» EXCERPT PROVIDED
===

Catharine Dowman (; 25 May 1878 – 19 September 1972) was an English philanthropist associated with Women's suffrage. and the restoration of the Cutty Sark

Family

Catharine was a member of the wealthy English Courtauld textile family. She was born in Bocking, Essex, the daughter of Sydney Courtauld (10 March 1840 – 20 October 1899) and Sarah Lucy Sharpe (1844-1906) and elder sister of Samuel Courtauld, founder of the Courtauld Institute of Art.

In 1912, she met her future husband, Wilfred Harry Dowman, whilst a passenger sailing from London to Sydney on the Port Jackson which was a cadet training ship. Wilfred was already married so they had to wait for his divorce before finally marrying in 1920.

===

» RECORDS
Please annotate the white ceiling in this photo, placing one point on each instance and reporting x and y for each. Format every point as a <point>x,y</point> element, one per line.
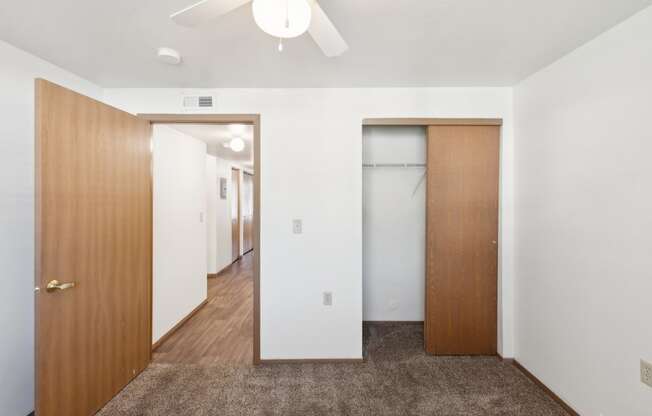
<point>392,42</point>
<point>215,135</point>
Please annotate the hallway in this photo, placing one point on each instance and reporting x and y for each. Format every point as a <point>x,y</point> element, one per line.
<point>222,331</point>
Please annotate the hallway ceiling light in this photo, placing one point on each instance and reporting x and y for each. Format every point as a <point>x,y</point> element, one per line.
<point>236,144</point>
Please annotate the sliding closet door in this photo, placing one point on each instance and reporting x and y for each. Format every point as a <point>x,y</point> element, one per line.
<point>462,234</point>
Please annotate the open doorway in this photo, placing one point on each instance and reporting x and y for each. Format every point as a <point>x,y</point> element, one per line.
<point>205,279</point>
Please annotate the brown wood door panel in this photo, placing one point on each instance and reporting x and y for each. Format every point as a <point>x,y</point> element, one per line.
<point>94,228</point>
<point>235,214</point>
<point>462,234</point>
<point>248,211</point>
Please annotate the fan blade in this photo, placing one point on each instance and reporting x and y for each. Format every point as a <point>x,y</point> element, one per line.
<point>204,11</point>
<point>325,33</point>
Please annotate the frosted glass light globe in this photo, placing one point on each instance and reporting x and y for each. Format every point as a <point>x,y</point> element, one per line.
<point>237,144</point>
<point>282,18</point>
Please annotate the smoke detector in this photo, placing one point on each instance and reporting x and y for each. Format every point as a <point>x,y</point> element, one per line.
<point>169,56</point>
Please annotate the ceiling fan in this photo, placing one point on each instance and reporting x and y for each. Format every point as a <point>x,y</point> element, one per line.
<point>282,19</point>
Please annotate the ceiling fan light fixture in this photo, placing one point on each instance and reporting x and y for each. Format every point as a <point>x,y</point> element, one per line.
<point>282,18</point>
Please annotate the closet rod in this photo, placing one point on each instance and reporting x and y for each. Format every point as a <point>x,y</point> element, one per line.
<point>393,165</point>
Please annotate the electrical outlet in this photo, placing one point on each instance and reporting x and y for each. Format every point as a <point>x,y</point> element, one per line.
<point>328,299</point>
<point>297,226</point>
<point>646,373</point>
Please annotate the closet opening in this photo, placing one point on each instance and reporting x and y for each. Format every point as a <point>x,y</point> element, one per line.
<point>430,235</point>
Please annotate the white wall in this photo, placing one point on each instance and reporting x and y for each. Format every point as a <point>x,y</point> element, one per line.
<point>311,154</point>
<point>394,225</point>
<point>584,222</point>
<point>212,197</point>
<point>180,269</point>
<point>17,72</point>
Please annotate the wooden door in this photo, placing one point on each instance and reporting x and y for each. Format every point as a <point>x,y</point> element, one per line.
<point>235,214</point>
<point>462,234</point>
<point>93,229</point>
<point>247,212</point>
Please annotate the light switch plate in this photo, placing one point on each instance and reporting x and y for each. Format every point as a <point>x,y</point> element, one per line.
<point>328,298</point>
<point>297,226</point>
<point>646,373</point>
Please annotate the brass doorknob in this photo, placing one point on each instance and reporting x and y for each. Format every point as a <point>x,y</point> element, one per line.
<point>55,285</point>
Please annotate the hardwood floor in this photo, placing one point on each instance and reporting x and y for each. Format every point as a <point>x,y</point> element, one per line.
<point>222,331</point>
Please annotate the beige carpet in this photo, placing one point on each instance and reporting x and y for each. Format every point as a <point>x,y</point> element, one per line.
<point>397,379</point>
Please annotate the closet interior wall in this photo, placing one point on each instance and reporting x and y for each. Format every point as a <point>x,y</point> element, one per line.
<point>394,223</point>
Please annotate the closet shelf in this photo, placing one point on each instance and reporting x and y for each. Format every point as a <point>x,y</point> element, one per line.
<point>393,165</point>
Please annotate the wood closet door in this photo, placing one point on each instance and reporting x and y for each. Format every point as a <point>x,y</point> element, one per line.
<point>462,234</point>
<point>93,231</point>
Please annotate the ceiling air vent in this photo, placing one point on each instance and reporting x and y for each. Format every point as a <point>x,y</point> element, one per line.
<point>198,102</point>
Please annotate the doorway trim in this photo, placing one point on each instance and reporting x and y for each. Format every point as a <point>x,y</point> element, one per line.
<point>249,119</point>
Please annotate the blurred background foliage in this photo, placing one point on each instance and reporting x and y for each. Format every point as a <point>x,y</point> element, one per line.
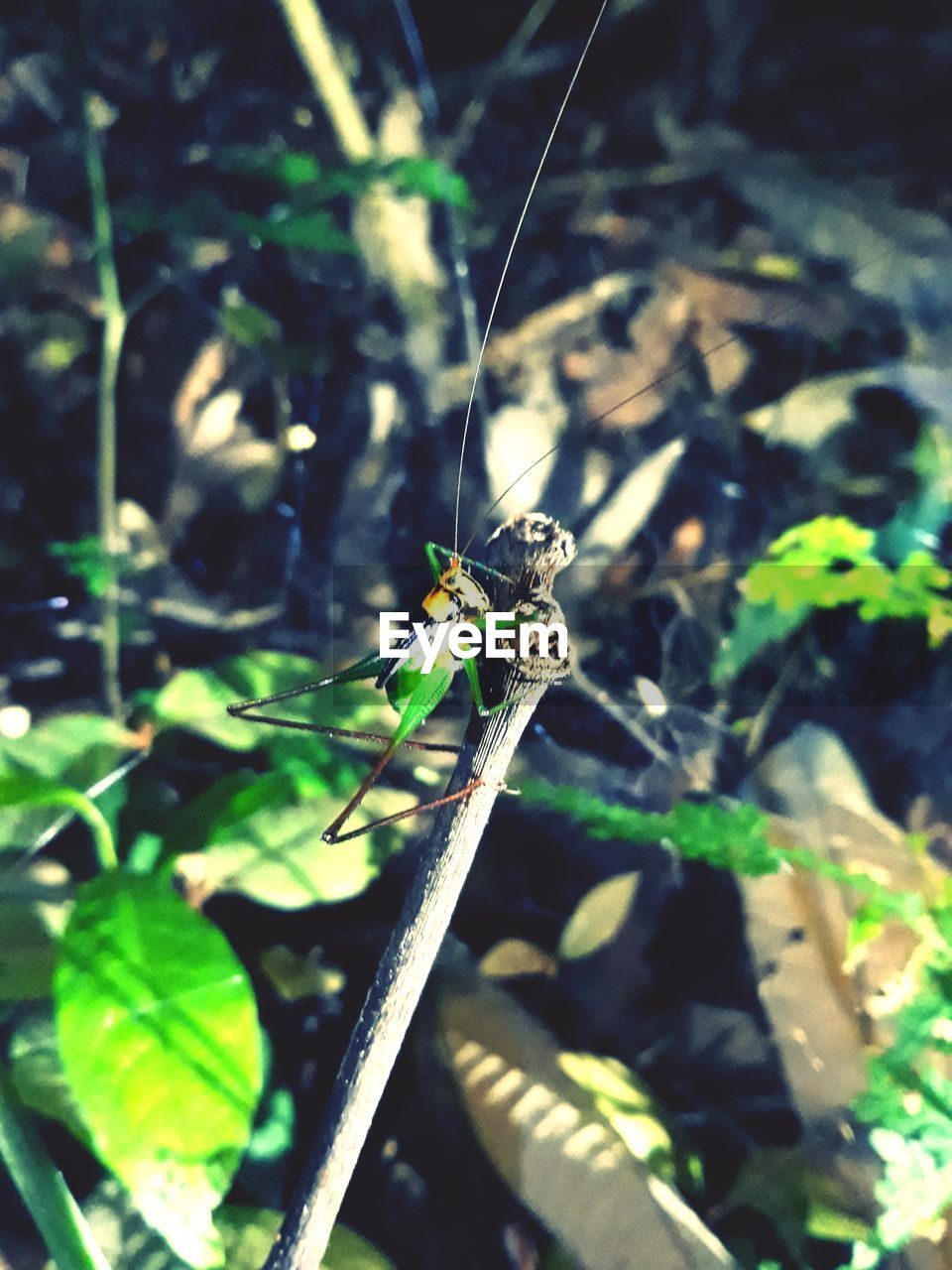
<point>239,273</point>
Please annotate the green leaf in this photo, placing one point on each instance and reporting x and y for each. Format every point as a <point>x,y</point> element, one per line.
<point>169,1088</point>
<point>248,324</point>
<point>35,905</point>
<point>72,749</point>
<point>85,561</point>
<point>431,180</point>
<point>42,1188</point>
<point>308,231</point>
<point>248,1234</point>
<point>23,790</point>
<point>828,563</point>
<point>37,1071</point>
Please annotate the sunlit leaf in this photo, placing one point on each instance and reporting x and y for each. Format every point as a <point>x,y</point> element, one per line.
<point>169,1089</point>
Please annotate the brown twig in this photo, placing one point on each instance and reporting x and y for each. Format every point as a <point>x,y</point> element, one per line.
<point>530,549</point>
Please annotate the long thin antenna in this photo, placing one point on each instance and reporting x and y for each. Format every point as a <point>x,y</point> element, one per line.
<point>506,270</point>
<point>648,388</point>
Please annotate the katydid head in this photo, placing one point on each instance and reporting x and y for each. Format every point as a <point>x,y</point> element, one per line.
<point>457,595</point>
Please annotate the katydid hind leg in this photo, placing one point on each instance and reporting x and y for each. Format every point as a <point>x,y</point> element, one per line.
<point>367,668</point>
<point>428,693</point>
<point>456,797</point>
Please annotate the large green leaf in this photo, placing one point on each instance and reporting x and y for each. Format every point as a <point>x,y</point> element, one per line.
<point>160,1044</point>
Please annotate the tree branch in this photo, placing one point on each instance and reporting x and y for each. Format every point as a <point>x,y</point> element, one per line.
<point>530,549</point>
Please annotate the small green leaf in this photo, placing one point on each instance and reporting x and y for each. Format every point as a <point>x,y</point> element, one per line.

===

» TASK LIST
1) Shift every coordinate in the answers up by 88 and write out the rows again, requests included, from the line with "Please annotate the brass" to the line with "<point>394,223</point>".
2) Supply the next part of the biography of Catharine Dowman, picking up from its last sentence.
The text about Catharine Dowman has no connection to the rows.

» TASK ANSWERS
1)
Please annotate the brass doorknob in this photo, placing one point on each instance and reporting x and y for each. Format every point as a <point>x,y</point> element, one per line.
<point>143,373</point>
Please annotate the hardwood floor in this photo, placing one point on each instance and reporting x and y for each. Format every point as a <point>x,y</point> element, one per line.
<point>310,419</point>
Please annotate the beige carpet in this photo, placing one point on each instance and reporting x and y for each. Format every point as a <point>x,y</point> element, one per line.
<point>485,467</point>
Please annotate the closet interior wall in this photo, placing one point on each instance and reporting x and y for each. Format every point as a <point>x,y</point> element, one per line.
<point>482,311</point>

2)
Philanthropic work
In January 1922 Wilfred saw the then Ferreira when she put into Falmouth to repair storm damage. Recognising her as the clipper ship Cutty Sark he and Catherine strived to purchase her. They sold off parts of their estate, along with other vessels including the brigantine, the Lady of Avenal. Their vision for the Cutty Sark was she be used as a cadet training vessel

Over the next two years, the Dowman's funded the restoration of the ship and by 1924 Cutty Sark was proudly displayed as the flagship at the Fowey Regatta. For 16 years, Cutty Sark was moored in Falmouth and was used to train cadets until Wilfred's death in 1936 which prompted the sale in 1938 to the Thames Nautical Training College. Catharine continued to follow the Cutty Sark, last visiting the ship in 1968 at the age of 90.

In 1934 the Dowman's moved to Wyke Regis, near Weymouth, Dorset. Catherine was President of the 3rd Wyke Regis \ Weymouth South Scout Group (WSSG) until her death in 1972.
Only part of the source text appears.